WHAT YOU HAVE TO DO
Reproduce verbatim the stretch of the health care excerpt from "The total costs" through "no charge. Why?".

EXCERPT PROVIDED
-------------------------

Over the next two weeks SPD and the FBI manage to track down the sinister pedophile at his lair in a bunker somewhere in rural Idaho. LEO's successfully coordinate a massive raid on the bad guy's hideout, rescue the terrified child from the clutches of the pedophile and reunite him with his grateful parents.
On the news, an SPD spokeswoman mentions that the coordinated rescue effort to save the child cost upwards of $1MM. Would any Americans expect that the young family who were the victims of this horrible crime should be held personally responsible to pay for the expenses incurred by SPD and the FBI to rescue their child? Probably not, right?
Police protection is considered a right that all residents are entitled to receive regardless of how rich or poor they are, regardless of whether they're unemployed, working, have insurance or not...
Scenario B:
A young family living in Seattle has a 6 year old child. One day while both parents are at work and their child is being cared for by a nanny, the little boy gets hit by a car driven by a drunk driver while crossing the street in a marked crosswalk.
The nanny immediately calls 911 to activate the EMS. An ambulance arrives on scene in under 3 minutes and whisks the child off to the local ER, where doctors perform emergency surgery saving the child's life. The child spends the next week in the ICU and then another week in a regular hospital room before finally being released to his loving parents and their grateful nanny.
The total costs for the ambulance, surgery and 2 week hospital stay add up to just over $1MM. How many Americans would think that this young family should be held personally responsible for paying all of their child's medical bills? No insurance? Aww, too bad they'll just have to sell their house and car and declare bankruptcy so they can pay the hospital bills. WTF! Why?
Think about it for a moment. Why is there a difference between people's attitudes about who should pay the bills in these two scenarios? Why is there this disconnect? If you get sick and have big medical bills, that's all on you as an individual to figure out how to pay for them. On the other hand, an individual or a corporation that has been the victim of a crime can receive unlimited amounts of law enforcement resources at no charge. Why?
My proposal is that we reexamine how we think about health care. People aren't getting sick or going to the hospital because they want to. It sucks worse for the people who are sick than it does for the rest of us who are usually healthy and just have to pay a little bit higher taxes to ensure that everyone who lives in our country has access to the same high quality medical care and never has to worry about how he's going to pay for it.

-------------------------

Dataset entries

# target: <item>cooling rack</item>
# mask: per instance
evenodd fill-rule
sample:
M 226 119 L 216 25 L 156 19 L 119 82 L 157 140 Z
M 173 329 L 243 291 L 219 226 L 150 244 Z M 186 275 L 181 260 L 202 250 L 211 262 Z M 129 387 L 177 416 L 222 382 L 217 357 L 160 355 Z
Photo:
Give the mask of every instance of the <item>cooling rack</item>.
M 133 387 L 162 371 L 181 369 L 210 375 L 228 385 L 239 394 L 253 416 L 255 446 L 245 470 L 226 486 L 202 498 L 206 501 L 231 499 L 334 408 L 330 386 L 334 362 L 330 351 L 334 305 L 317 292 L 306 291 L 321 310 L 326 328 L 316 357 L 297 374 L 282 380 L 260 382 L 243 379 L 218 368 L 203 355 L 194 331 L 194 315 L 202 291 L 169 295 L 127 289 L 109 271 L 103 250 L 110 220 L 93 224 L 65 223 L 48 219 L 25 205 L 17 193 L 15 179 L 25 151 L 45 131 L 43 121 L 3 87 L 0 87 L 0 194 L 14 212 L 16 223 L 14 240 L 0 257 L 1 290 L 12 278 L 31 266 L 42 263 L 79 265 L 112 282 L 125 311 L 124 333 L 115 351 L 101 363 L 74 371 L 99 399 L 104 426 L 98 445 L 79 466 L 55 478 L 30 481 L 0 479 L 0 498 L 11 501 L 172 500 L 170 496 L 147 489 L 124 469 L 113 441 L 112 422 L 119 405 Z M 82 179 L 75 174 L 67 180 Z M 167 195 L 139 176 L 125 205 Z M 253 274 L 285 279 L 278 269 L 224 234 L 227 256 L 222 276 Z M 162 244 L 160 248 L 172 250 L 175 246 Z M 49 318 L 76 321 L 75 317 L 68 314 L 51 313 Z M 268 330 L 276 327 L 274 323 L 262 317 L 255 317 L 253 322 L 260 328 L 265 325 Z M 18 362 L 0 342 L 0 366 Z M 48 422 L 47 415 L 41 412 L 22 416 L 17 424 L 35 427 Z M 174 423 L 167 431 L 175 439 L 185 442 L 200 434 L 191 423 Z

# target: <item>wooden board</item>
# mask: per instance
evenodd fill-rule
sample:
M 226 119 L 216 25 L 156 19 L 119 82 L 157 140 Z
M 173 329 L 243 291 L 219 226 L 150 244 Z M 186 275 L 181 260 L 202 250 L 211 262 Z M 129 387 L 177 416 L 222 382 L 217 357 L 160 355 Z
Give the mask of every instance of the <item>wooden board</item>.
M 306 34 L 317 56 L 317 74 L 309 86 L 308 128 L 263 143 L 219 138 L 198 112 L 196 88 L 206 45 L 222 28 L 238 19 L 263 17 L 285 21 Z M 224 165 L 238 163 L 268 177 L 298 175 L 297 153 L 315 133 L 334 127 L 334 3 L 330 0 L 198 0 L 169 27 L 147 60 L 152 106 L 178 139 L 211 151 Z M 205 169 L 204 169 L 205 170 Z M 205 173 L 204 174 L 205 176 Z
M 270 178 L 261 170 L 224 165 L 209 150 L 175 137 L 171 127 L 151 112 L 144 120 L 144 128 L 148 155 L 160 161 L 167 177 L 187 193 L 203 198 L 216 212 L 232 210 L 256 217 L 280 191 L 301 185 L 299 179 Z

-------------------------

PROBLEM SOLUTION
The total costs for the ambulance, surgery and 2 week hospital stay add up to just over $1MM. How many Americans would think that this young family should be held personally responsible for paying all of their child's medical bills? No insurance? Aww, too bad they'll just have to sell their house and car and declare bankruptcy so they can pay the hospital bills. WTF! Why?
Think about it for a moment. Why is there a difference between people's attitudes about who should pay the bills in these two scenarios? Why is there this disconnect? If you get sick and have big medical bills, that's all on you as an individual to figure out how to pay for them. On the other hand, an individual or a corporation that has been the victim of a crime can receive unlimited amounts of law enforcement resources at no charge. Why?